Exercise requirements:
1. List every string value that the status function in the PL/pgSQL tutorial can return.
2. According to the PL/pgSQL tutorial, which operator concatenates strings?
3. Continue the PL/pgSQL tutorial from the point where it stops.

Text section:
____________
END; $$ LANGUAGE plpgsql;

Here we have a sum function which accepts two integers and also returns an integer. Notice how the parameters are declared, should be name then followed by its type. If your function returns something you also need to specify its type after RETURNS.

-- greet.sql

CREATE OR REPLACE FUNCTION greet(name VARCHAR)
RETURNS VARCHAR AS $$
BEGIN

  RETURN 'Hello ' || name;

END; $$ LANGUAGE plpgsql;

The only thing that’s new here is the body, we concatenate strings using || operator.

-- swap.sql

CREATE FUNCTION swap(a INT, b INT)
RETURNS RECORD AS $$
DECLARE

  tmp INT;

BEGIN

  tmp := a;
  a := b;
  b := tmp;
  RETURN (a, b);

END; $$ LANGUAGE plpgsql;

Here we have the classic swap implementation, we declare variable via DECLARE block. Also we’re returning a set but the return type is RECORD. Its a special generic type which can hold any type, here we’re passing set to it.

-- status.sql

CREATE OR REPLACE FUNCTION status(status INT)
RETURNS VARCHAR AS $$
BEGIN

  IF status = 100 THEN
    RETURN 'DRAFT';
  ELSIF status > 100 AND status < 400 THEN
    RETURN 'PROCESSING';
  ELSIF status = 400 THEN
    RETURN 'RUNNING';
  ELSIF status > 400 THEN
    RETURN 'STOPPED';
  ELSE
    RETURN 'INVALID';
  END IF;

END; $$ LANGUAGE plpgsql;

This is how you do conditions, notice that equal comparison uses a single = (equal) sign.

-- query-single.sql

CREATE OR REPLACE FUNCTION get_contact(contactid BIGINT)
RETURNS contact AS $$
DECLARE

  result contact;

BEGIN

  SELECT * INTO result FROM contact WHERE id = contactid;
  RETURN result;

END; $$ LANGUAGE plpgsql;

This is our first example on how to use queries with it, we’re assigning the result on to result variable. Notice how the return type and result type is contact. This is the name of the table actually and if you use it as a type, it means that variable can hold a row type for that table.
____________
Provided data:

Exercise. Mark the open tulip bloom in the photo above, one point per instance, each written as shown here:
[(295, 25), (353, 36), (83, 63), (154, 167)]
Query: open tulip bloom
____________
Results of the exercise:
1. DRAFT, PROCESSING, RUNNING, STOPPED, INVALID

2. The || operator.

3.
-- result-existence.sql

CREATE OR REPLACE FUNCTION get_contact(contactid BIGINT)
RETURNS contact AS $$
DECLARE

  result contact;
  count INT;

BEGIN

  SELECT * INTO result FROM contact WHERE id = contactid;
  GET DIAGNOSTICS count := ROW_COUNT;
  IF NOT FOUND THEN
    RAISE NOTICE 'not found!';
  ELSE
    RAISE NOTICE 'found %!', count;
  END IF;
  RETURN result;

END; $$ LANGUAGE plpgsql;

PL/PGSQL has a bunch of special variables and FOUND is just one of them. It holds a boolean value of wether or not our query returned anything. We can also retrieve the number of rows affected via ROW_COUNT which is another one of those special variables.

-- return-next.sql

CREATE OR REPLACE FUNCTION get_numbers()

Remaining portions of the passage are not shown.